++++ EXTRACT TO READ

2.8                                 Company.  Zebra Technologies Corporation or any successor of the business of the Company that elects to continue the Plan

 

2.9                                 Compensation.  The regular remuneration, commissions and Bonus paid to an Executive for services rendered to an Employer as reportable on the Form W-2 of the Executive for any given calendar year, plus amounts excluded from income under Section 125 (relating to cafeteria plans), Section 402(e)(3) (relating to 401(k) plans), Section 402(h) (relating to simplified employee pension plans), or Section 132(f)(4) (relating to elective transportation fringe benefits) of the Code.

 

2.10                           Compensation Committee.  The Compensation Committee of the Board of Directors of the Company.

 

2.11                           Deferral.  The amount of the Executive’s Compensation which the Executive elects to defer and contribute to the Plan which, but for such election, would have otherwise been paid to him or her.

 



 

2.12                           Deferral Election Form.  The form which a Participant must complete and return to the Administrator, in accordance with the rules and procedures as may be established by the Administrator, in order to elect to defer a portion of his or her Compensation to the Plan and to elect the time and manner in which his or her Account will be distributed in accordance with Article V

 

2.13                           Disability.  A physical or mental condition that prevents a Participant from engaging in any substantial gainful activity and which can be expected to result in death or last for a continuous period of not less than 12 months.

 

2.14                           Employer.  The Company and any Affiliate that adopts the Plan with the written consent of the Company.

 

2.15                           ERISA.  The Employee Retirement Income Security Act of 1974, and any Labor Department regulations, rulings or other authoritative administrative pronouncements interpreting ERISA.  If any provision of ERISA specifically referred to herein is amended or replaced, the reference shall be deemed to be to the provision as so amended, or to the new provision, if such reference is consistent with the purposes of the Plan.

 

2.16                           Executive.  Any member of a select group of management or a highly compensated employee of an Employer who is designated by the Administrator as eligible to participate in the Plan.

 

2.17                           Normal Retirement Age.  Age 55.

 

2.18                           Participant.  Any Executive or former Executive who has an Account balance in the Plan.

 

2.19                           Plan Year.  The calendar year.

 

2.20                           Separation From Service.  The termination of employment with his or her Employer for any reason other than death or Disability that results in a separation from service consistent with regulations issued by the Department of Treasury pursuant to Section 409A of the Code.

 

2.21                           Unforeseeable Emergency.  A severe financial hardship resulting from an illness or accident of the Participant, the Participant’s spouse or one of the Participant’s dependents (within the meaning of Section 152(a) of the Code), loss of the Participant’s property due to casualty, or similar extraordinary and unforeseeable circumstances arising as a result of events beyond the control of the Participant, as determined by the Administrator in accordance with the standards established by regulations issued under Section 409A of the Code or other applicable law.

++++++++
++++ STORED ROWS

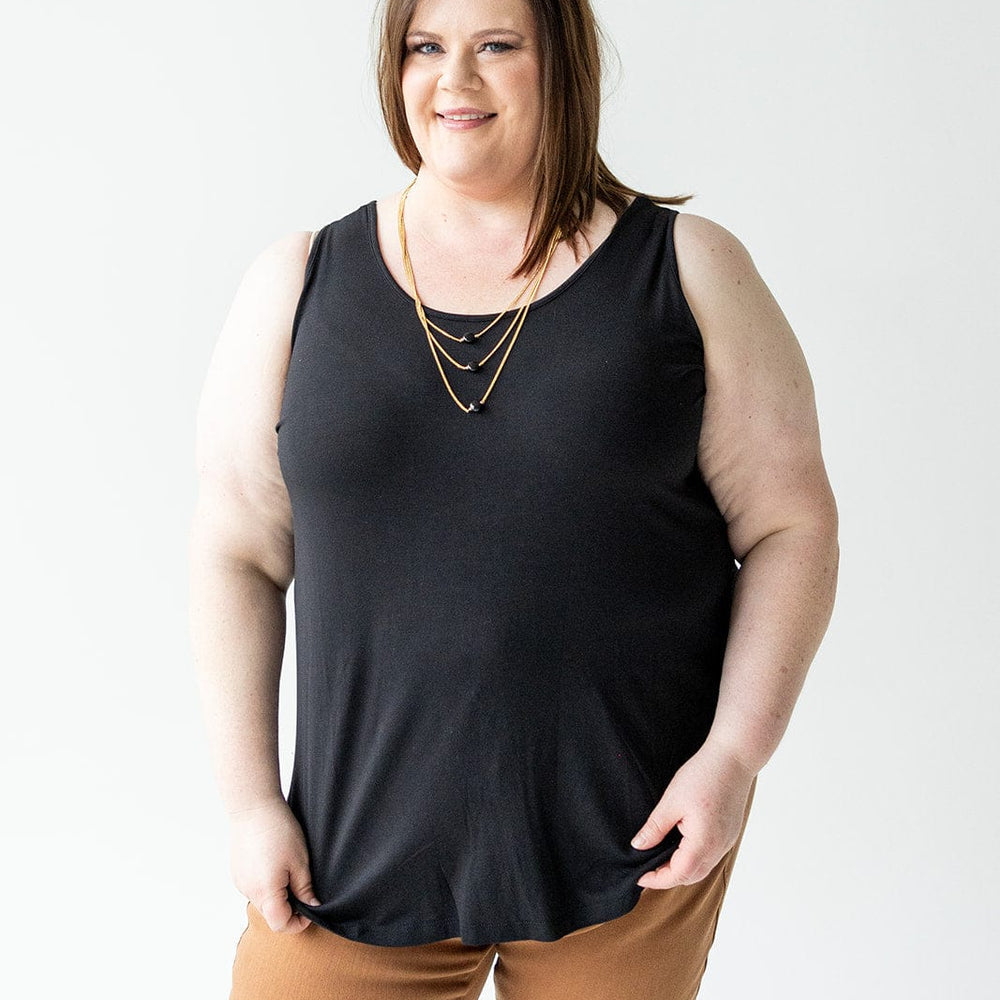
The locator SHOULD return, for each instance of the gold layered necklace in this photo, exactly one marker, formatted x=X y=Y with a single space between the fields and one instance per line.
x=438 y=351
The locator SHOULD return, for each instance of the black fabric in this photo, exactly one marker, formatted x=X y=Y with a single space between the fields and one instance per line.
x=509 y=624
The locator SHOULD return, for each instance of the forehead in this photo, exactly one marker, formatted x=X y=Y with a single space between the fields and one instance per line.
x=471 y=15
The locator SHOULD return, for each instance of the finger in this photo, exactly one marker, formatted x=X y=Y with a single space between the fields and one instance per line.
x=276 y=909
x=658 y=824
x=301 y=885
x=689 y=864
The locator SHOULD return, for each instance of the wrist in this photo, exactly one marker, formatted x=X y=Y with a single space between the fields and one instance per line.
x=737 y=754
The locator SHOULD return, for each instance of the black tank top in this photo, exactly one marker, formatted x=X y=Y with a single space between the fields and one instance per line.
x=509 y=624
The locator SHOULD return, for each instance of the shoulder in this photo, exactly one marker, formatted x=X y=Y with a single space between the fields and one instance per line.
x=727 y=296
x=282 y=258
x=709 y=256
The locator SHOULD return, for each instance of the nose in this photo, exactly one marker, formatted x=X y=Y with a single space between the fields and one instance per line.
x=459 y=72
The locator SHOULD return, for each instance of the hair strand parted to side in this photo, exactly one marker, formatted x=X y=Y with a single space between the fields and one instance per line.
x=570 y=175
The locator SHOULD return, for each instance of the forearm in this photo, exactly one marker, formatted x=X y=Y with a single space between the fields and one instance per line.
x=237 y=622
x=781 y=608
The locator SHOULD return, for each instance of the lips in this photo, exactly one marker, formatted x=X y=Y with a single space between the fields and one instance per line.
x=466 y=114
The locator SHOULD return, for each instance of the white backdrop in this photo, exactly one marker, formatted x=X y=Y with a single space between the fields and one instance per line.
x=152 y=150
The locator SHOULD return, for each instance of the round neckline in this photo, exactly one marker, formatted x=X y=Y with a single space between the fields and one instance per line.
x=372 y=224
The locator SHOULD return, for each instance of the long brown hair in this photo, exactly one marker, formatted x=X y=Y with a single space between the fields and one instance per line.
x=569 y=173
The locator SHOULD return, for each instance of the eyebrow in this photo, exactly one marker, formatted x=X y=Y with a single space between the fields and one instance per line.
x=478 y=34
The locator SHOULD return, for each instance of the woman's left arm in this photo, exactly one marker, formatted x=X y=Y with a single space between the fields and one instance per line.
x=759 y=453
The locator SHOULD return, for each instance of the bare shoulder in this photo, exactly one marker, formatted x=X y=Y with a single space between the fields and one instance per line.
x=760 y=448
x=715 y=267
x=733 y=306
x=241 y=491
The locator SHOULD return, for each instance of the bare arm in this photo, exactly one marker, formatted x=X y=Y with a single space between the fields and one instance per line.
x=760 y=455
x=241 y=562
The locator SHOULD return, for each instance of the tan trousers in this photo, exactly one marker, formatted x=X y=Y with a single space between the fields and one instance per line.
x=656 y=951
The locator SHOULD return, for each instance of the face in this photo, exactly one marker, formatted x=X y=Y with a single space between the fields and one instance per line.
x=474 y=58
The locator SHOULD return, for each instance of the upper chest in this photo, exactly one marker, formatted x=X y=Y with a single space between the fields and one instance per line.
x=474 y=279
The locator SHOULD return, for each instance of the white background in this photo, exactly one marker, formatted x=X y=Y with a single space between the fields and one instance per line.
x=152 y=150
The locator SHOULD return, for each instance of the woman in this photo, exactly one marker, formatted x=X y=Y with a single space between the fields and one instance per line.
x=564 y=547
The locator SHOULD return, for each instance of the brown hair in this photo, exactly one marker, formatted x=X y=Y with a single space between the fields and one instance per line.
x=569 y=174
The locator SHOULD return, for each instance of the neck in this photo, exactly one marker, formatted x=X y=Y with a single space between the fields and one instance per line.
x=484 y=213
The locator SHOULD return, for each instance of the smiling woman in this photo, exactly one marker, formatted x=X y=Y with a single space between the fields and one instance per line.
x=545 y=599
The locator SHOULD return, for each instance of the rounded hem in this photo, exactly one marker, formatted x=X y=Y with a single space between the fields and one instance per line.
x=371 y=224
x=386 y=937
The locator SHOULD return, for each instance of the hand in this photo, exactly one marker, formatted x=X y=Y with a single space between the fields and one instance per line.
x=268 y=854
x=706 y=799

++++++++

*TO-DO LIST*
1. List every Code section that the plan definitions name in the definition of Compensation.
2. Pick up the plan definitions after their last sentence and continue them.

*RESPONSES*
1. Section 125, Section 402(e)(3), Section 402(h), and Section 132(f)(4)

2.
 



 

ARTICLE III

COMPENSATION DEFERRAL ELECTIONS

 

3.1                                 Compensation Deferral Elections.  An Executive may elect to defer a portion of his or her Compensation as set forth on his or her Deferral Election Form, in accordance with applicable rules and procedures established by the Administrator.  A Participant may elect to defer up to 100% of his or her Compensation, less amounts withheld by the Employer for proper purposes, including (i) the Federal Insurance Contributions Act, (ii) federal, state or local income or employment taxes, and (iii) elective contributions under Sections 125, 402(e)(3) or 132(f)(4) of the Code.  The Administrator may establish reasonable procedures and may require Deferral Elections to be stated in whole dollar amounts or whole percentages.

 

3.2                                 Timing of and Changes in Deferral Election.  An Executive may make separate Deferral Elections with respect to his or her base salary, commissions and Bonus for each Plan Year during the annual enrollment period established by the Administrator prior to the beginning of the Plan Year.  A person who is first designated by the Administrator as an Executive during a Plan Year may make Deferral Elections with respect to his or her base salary, commissions and Bonus within 30 days after the date of such Executive’s designation, and such Deferral Elections shall apply to all base salary, commissions and Bonuses earned in the Plan Year after the Deferral Elections are effective.  A Participant who has a Deferral Election in effect may not change such election during the Plan Year, and may only revoke such election in accordance with procedures established by the Administrator consistent with Treasury Regulations issued pursuant to Section 409A of the Code; provided, however, that an Executive who has made a Deferral Election with respect to a Bonus shall be permitted to change that election in June of the Plan Year in which the services are performed on which the Bonus is determined.

 

3.3                                 Change in Control.  A Change in Control with respect to a Participant’s Employer shall not affect his or her future participation in the Plan, provided that the foregoing shall not be construed to limit each Employer’s discretion to restrict the employees who are eligible to participate as described in Section 3.1.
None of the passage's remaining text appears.